** Stored records **

'''

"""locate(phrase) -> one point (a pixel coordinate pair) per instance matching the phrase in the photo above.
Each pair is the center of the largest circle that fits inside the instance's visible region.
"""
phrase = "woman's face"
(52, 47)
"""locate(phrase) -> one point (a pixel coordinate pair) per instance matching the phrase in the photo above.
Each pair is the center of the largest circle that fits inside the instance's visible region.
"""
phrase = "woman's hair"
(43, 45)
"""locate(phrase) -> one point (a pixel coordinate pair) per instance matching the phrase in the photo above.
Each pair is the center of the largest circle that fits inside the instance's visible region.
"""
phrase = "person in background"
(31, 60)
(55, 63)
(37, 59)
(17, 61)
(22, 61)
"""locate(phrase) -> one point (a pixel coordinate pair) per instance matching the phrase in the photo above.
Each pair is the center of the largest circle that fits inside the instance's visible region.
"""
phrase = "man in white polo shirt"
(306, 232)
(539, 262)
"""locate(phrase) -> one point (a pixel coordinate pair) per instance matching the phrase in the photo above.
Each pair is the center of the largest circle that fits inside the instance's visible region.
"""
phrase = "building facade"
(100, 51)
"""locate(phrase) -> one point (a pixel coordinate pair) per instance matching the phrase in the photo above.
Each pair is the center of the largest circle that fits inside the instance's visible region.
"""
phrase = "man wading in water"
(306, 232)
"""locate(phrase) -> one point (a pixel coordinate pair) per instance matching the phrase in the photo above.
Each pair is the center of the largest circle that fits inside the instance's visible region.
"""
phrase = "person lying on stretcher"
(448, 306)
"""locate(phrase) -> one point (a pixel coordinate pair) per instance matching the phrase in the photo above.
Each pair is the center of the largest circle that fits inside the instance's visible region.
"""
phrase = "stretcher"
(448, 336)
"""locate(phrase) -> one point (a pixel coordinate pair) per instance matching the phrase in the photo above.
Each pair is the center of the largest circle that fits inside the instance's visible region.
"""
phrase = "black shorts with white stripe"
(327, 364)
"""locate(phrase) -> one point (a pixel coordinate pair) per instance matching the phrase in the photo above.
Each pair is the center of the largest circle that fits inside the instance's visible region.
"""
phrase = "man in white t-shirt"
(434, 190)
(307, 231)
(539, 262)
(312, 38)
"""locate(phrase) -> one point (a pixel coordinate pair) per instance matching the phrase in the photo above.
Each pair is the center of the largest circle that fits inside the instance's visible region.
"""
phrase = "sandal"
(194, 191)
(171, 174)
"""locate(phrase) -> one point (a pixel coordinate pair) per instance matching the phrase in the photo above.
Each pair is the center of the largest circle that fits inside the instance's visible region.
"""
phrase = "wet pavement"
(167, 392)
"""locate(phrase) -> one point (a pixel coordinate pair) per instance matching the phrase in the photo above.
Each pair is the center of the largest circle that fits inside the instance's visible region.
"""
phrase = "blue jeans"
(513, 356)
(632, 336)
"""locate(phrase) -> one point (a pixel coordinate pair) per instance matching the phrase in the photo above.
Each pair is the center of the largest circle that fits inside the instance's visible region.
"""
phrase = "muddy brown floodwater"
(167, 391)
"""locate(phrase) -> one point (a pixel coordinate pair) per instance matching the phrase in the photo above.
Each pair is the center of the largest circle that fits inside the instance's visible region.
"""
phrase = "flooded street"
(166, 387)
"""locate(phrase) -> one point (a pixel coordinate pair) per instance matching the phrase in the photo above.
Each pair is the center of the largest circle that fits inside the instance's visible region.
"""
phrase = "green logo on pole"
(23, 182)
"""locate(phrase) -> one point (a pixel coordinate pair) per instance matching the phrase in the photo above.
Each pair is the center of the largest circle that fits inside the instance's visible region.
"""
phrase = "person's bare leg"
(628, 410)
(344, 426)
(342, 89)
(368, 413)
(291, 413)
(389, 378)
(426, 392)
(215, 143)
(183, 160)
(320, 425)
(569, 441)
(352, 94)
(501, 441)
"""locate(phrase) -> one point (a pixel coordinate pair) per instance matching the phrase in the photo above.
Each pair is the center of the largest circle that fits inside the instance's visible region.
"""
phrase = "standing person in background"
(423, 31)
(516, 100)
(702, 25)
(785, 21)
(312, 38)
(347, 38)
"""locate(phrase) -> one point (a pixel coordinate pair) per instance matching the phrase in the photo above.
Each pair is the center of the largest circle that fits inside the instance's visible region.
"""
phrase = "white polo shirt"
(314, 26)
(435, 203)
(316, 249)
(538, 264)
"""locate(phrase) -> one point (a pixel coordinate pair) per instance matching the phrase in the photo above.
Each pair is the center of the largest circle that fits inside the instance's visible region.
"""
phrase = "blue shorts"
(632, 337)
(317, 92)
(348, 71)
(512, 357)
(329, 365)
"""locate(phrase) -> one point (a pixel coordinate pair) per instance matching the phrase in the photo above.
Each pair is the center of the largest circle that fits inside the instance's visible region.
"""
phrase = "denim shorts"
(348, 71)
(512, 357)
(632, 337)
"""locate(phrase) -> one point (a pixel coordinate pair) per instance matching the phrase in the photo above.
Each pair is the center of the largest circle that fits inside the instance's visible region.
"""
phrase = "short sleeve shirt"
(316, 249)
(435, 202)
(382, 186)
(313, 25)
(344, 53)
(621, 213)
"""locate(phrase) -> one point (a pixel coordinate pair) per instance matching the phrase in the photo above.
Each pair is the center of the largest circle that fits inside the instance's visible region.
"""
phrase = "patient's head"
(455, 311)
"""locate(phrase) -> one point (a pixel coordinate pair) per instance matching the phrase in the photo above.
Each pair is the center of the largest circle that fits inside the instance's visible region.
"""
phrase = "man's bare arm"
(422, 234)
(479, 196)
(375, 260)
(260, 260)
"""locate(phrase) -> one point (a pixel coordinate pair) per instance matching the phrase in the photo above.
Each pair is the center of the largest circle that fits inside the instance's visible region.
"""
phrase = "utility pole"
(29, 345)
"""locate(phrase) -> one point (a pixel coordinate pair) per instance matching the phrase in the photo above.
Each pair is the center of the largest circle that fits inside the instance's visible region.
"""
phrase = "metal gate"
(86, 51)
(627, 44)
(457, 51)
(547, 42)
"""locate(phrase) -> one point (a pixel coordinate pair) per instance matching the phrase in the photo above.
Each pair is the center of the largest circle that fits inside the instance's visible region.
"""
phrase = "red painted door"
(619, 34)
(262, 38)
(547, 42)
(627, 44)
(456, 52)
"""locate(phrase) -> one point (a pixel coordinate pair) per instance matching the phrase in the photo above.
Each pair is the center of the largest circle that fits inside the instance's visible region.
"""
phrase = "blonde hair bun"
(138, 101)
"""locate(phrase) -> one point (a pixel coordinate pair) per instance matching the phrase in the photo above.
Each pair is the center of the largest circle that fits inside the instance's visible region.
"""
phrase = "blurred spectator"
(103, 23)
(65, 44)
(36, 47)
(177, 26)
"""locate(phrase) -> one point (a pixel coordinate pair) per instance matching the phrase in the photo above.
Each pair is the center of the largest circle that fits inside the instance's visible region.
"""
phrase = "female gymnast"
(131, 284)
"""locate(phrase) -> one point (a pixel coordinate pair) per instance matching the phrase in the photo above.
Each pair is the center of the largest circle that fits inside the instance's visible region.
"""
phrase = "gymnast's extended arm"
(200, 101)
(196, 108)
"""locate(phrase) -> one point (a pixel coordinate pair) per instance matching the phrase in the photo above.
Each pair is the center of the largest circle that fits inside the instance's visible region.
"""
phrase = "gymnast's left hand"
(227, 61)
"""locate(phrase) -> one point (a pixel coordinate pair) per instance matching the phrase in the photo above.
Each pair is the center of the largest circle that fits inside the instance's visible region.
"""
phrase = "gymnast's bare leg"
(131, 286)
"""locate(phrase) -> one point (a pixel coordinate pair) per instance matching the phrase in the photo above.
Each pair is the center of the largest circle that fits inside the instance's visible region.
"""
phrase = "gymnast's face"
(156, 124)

'''

** Task to complete **
Count the lines of the items above that contain the word "stretcher" and give only that number.

** Exercise solution **
2